(WORK REQUIRED):
Show each line of the entries below that contains the word "blue", copied in full.

(WORKING DATA):
"""
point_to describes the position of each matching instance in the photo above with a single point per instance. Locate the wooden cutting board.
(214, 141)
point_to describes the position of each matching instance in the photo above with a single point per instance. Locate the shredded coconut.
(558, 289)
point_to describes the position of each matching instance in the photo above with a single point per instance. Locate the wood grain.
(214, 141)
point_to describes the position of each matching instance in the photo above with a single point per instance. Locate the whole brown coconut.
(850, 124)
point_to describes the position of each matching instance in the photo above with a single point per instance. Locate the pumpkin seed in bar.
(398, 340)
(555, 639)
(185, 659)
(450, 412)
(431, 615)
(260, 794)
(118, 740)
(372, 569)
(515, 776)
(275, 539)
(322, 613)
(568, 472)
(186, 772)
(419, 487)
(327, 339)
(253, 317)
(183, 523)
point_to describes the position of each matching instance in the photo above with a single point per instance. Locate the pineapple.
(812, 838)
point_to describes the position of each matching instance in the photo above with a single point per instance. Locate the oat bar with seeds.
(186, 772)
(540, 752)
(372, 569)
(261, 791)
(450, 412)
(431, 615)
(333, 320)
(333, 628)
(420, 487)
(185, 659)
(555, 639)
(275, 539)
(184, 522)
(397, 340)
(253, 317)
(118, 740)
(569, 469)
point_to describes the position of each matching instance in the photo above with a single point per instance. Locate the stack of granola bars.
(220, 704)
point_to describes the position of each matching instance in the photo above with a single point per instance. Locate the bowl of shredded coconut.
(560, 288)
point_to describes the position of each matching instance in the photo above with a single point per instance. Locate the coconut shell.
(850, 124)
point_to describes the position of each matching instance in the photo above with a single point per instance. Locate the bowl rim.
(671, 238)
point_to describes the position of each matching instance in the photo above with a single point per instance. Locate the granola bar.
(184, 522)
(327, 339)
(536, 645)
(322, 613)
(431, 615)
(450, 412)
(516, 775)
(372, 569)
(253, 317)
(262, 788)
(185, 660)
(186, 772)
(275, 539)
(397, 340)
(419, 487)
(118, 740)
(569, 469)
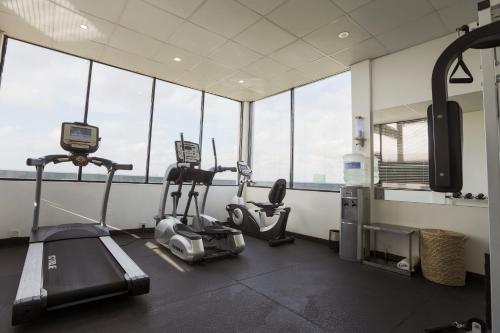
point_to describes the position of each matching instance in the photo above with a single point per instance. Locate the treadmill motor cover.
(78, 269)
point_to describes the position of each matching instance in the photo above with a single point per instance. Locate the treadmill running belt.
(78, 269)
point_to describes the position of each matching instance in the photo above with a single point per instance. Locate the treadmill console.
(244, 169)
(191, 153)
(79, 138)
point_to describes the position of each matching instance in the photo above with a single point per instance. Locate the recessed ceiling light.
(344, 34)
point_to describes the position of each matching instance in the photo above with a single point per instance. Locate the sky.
"""
"""
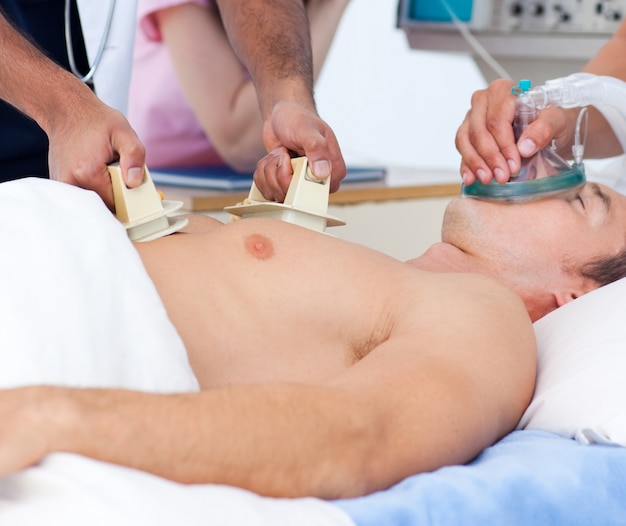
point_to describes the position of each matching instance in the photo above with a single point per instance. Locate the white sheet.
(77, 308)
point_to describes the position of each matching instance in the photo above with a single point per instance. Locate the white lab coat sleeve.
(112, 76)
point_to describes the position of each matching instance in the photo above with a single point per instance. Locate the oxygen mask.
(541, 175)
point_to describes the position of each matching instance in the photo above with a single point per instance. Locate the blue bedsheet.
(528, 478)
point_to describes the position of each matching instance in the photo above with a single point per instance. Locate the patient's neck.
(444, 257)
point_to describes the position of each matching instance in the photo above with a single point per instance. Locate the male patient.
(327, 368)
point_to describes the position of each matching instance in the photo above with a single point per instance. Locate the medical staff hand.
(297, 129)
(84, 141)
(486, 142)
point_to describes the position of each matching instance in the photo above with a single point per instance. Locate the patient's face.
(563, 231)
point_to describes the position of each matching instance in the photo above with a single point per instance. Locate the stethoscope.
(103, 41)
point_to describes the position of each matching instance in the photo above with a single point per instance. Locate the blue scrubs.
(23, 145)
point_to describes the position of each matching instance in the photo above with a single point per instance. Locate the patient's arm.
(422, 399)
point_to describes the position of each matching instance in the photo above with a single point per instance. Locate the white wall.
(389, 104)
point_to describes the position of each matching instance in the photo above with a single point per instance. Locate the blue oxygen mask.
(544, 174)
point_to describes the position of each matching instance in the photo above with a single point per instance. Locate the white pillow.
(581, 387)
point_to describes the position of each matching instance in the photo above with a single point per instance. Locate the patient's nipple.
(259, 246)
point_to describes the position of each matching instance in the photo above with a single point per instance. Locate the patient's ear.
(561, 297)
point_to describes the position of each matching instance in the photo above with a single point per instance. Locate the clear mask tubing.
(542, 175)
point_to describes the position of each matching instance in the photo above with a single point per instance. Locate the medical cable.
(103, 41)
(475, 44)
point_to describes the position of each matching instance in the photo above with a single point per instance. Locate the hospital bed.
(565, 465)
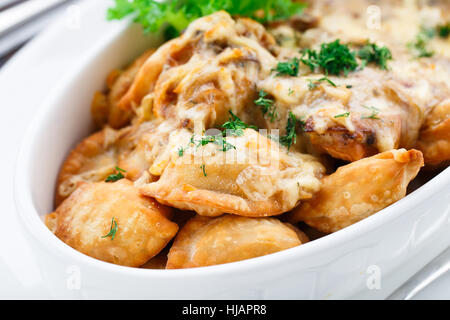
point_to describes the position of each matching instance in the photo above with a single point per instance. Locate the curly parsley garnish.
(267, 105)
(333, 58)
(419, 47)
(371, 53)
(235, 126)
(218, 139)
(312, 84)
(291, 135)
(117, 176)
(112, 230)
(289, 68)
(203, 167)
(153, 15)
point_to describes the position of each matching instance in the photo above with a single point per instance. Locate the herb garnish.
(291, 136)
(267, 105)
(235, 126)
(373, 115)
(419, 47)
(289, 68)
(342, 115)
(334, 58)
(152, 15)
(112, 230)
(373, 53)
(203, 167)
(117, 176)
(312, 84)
"""
(FINAL RESULT):
point_to describes the position of each matching instance in the photo above with a single point per instance. Locate the blue bedsheet.
point_to describes the position of each matching instance in the photo above with a single point per instance. Locate the blue scrubs.
point_to describes the position of each matching instance in the photo above with a single point per instance. Locate the blue oxygen mask.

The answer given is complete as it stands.